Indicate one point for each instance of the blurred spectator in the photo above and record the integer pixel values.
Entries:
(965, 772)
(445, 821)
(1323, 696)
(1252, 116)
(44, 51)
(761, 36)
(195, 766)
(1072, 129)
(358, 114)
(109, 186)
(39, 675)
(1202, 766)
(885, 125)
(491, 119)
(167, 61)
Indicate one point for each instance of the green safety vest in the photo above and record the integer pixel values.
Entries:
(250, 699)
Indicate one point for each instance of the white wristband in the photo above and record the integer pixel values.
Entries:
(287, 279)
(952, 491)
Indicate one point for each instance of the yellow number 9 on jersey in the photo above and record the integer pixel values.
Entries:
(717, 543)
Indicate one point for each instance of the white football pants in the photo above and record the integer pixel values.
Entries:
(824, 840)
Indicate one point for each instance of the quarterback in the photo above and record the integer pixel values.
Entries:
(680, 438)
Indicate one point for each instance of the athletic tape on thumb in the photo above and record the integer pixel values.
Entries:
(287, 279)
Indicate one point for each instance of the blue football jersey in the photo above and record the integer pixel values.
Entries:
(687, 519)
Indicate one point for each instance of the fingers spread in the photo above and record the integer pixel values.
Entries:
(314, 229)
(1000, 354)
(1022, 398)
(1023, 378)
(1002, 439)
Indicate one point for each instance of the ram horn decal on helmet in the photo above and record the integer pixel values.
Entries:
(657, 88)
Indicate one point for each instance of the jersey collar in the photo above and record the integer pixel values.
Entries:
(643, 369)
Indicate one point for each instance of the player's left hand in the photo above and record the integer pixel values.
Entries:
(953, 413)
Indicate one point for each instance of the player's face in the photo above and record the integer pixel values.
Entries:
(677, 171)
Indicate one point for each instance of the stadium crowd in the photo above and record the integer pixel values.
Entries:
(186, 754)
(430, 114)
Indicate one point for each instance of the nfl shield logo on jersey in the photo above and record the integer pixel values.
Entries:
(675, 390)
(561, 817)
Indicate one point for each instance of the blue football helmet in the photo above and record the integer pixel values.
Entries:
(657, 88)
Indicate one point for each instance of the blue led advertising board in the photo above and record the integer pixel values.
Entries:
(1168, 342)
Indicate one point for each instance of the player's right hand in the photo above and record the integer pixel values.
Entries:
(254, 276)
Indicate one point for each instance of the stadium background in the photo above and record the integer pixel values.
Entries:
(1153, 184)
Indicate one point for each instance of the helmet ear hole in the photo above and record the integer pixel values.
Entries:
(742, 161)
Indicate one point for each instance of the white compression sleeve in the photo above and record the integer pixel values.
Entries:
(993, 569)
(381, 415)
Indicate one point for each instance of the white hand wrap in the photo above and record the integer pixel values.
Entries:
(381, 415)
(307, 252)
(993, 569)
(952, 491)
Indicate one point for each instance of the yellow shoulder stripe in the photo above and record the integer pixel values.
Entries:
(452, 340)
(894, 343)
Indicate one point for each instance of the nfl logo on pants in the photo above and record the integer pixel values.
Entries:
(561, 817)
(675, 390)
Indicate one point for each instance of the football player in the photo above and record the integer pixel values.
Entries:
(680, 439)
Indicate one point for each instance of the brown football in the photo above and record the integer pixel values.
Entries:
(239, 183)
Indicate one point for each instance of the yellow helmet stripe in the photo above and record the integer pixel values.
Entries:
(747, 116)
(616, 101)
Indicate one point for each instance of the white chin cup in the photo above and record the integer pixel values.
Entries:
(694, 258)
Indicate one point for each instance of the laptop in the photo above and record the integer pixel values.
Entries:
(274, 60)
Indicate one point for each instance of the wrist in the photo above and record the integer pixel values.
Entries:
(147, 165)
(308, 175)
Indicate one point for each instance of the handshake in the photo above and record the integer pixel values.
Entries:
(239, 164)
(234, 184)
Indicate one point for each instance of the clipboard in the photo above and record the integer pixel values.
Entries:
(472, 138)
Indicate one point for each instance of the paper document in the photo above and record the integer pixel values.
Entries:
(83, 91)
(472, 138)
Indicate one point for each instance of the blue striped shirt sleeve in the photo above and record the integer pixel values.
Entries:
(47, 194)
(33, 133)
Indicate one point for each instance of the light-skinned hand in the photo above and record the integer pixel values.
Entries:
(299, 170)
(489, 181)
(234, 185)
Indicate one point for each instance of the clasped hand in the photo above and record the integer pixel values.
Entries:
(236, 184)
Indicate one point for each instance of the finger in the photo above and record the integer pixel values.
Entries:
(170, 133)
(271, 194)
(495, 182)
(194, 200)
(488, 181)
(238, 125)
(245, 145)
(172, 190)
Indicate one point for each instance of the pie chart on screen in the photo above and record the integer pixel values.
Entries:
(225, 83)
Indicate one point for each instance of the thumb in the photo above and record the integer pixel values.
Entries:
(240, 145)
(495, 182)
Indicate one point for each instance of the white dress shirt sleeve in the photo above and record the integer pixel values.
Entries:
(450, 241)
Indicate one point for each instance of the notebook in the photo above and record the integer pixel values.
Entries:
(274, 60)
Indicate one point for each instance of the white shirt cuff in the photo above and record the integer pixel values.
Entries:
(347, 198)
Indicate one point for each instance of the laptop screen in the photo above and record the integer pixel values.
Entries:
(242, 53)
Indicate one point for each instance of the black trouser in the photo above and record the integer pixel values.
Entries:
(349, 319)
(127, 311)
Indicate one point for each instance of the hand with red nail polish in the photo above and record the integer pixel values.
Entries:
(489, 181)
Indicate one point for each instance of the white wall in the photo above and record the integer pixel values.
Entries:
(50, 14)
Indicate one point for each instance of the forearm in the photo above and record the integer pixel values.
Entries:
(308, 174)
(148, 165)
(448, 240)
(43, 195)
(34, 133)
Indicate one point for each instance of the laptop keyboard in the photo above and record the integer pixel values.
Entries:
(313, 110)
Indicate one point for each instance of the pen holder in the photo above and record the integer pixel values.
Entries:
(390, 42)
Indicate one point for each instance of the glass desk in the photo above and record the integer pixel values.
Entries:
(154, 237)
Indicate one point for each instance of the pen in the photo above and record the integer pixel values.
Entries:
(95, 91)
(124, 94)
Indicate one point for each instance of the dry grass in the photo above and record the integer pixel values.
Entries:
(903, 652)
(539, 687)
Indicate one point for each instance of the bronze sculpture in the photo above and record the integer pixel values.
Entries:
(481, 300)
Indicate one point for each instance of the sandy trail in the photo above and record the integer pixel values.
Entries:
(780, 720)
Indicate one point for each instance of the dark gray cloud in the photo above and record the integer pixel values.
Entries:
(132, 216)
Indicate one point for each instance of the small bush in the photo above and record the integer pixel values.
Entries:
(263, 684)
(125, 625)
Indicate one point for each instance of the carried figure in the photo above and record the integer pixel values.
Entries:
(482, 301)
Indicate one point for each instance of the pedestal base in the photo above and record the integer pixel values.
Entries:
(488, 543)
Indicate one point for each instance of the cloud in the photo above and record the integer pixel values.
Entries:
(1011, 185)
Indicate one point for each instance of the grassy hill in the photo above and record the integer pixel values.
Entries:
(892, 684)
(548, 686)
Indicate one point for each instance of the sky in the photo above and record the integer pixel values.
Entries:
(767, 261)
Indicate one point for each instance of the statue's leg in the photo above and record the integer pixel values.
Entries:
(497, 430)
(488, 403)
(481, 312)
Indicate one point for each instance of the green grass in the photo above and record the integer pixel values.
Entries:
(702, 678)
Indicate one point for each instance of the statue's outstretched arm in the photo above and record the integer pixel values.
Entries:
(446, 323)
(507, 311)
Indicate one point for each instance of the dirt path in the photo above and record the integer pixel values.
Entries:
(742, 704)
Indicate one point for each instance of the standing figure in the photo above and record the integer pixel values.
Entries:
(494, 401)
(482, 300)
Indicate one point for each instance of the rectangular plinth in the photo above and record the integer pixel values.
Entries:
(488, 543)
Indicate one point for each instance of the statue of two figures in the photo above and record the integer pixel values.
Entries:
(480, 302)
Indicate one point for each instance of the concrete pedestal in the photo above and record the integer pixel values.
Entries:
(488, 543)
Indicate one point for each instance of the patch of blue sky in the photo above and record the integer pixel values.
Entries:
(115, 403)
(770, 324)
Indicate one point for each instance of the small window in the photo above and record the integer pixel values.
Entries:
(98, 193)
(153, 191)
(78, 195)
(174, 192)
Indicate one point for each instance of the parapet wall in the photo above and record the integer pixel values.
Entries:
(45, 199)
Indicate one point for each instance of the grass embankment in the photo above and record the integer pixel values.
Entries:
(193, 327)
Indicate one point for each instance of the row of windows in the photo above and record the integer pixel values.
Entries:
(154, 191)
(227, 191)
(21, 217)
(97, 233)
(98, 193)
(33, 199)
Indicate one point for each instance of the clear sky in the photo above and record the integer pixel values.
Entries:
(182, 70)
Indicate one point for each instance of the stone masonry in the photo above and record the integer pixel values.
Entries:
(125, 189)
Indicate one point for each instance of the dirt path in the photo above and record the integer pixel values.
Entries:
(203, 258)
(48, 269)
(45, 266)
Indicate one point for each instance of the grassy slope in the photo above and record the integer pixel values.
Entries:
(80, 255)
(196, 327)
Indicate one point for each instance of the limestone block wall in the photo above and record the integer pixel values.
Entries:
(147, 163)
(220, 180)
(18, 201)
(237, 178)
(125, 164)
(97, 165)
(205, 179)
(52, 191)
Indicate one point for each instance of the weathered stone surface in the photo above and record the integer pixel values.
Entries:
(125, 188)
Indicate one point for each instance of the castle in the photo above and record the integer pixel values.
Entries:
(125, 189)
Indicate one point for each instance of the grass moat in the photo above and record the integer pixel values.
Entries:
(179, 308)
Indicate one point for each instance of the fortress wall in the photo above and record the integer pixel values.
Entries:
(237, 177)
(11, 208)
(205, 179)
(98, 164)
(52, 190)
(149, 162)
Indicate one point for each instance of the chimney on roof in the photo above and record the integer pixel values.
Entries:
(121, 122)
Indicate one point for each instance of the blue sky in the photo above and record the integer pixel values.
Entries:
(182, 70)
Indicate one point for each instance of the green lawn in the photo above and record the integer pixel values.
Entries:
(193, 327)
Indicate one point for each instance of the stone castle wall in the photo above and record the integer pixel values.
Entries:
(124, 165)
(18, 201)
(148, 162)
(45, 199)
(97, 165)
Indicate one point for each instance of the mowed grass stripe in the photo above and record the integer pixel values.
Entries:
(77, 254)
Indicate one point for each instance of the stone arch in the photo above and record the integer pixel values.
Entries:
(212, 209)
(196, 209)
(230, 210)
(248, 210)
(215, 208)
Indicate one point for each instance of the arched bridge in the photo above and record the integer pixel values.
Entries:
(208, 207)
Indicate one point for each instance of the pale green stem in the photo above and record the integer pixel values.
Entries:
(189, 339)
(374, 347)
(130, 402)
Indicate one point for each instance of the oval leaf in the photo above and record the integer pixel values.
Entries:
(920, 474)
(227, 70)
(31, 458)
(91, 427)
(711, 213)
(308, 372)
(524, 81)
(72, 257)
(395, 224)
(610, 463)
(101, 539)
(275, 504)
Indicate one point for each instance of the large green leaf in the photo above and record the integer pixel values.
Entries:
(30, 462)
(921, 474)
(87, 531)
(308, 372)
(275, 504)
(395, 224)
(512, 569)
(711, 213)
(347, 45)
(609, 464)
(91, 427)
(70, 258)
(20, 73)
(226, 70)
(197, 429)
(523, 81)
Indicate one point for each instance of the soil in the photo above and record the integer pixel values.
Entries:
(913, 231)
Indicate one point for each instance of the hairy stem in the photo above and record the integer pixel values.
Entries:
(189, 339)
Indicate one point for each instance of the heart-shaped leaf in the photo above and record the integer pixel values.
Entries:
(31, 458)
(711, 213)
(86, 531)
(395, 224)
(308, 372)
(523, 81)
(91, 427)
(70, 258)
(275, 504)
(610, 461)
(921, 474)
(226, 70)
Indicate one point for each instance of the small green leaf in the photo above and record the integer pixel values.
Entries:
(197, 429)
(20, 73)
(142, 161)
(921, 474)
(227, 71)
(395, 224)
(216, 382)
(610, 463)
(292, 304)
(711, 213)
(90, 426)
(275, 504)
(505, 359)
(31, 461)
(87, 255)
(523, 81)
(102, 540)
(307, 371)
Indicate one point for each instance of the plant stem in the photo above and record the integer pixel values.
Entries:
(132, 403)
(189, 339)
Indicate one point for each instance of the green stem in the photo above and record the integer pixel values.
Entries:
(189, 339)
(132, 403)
**********
_What the task asks_
Beginning from the line that contains "Indicate one point for each instance of the large", give each line again exactly, through the final line of the records.

_Problem solution_
Indicate one point for each instance of the large green leaf in the photo above and record the integer pixel values.
Entries:
(30, 462)
(921, 474)
(87, 531)
(308, 372)
(275, 504)
(395, 224)
(512, 569)
(711, 213)
(347, 45)
(609, 464)
(91, 427)
(70, 258)
(20, 73)
(226, 70)
(197, 429)
(523, 81)
Indicate one point for each instance of the soil in the photo above and record the integer pixel values.
Entries:
(913, 231)
Indicate one point for each instance of the hairy stem in the photo above and record the integer pixel values.
Entries:
(189, 339)
Indicate one point for each instance of the heart-shaped leaf in the photo above and record the integer pixel values.
Entries:
(31, 458)
(711, 213)
(86, 531)
(395, 224)
(308, 372)
(523, 81)
(91, 427)
(70, 258)
(275, 504)
(610, 461)
(921, 474)
(226, 70)
Indicate one point for each instance of the small green leaf in the photo above and record the integer pixel values.
Entries:
(197, 429)
(20, 73)
(142, 161)
(921, 474)
(227, 71)
(395, 224)
(216, 382)
(610, 463)
(292, 304)
(711, 213)
(90, 426)
(275, 504)
(505, 359)
(31, 461)
(87, 255)
(523, 81)
(102, 540)
(307, 371)
Indicate one point for each instance of the plant stem in the photo above and record the integer pixel values.
Entries:
(132, 403)
(189, 339)
Indicate one point for each instance of the green stem in the photo above and record the integer pixel values.
Entries:
(189, 339)
(132, 403)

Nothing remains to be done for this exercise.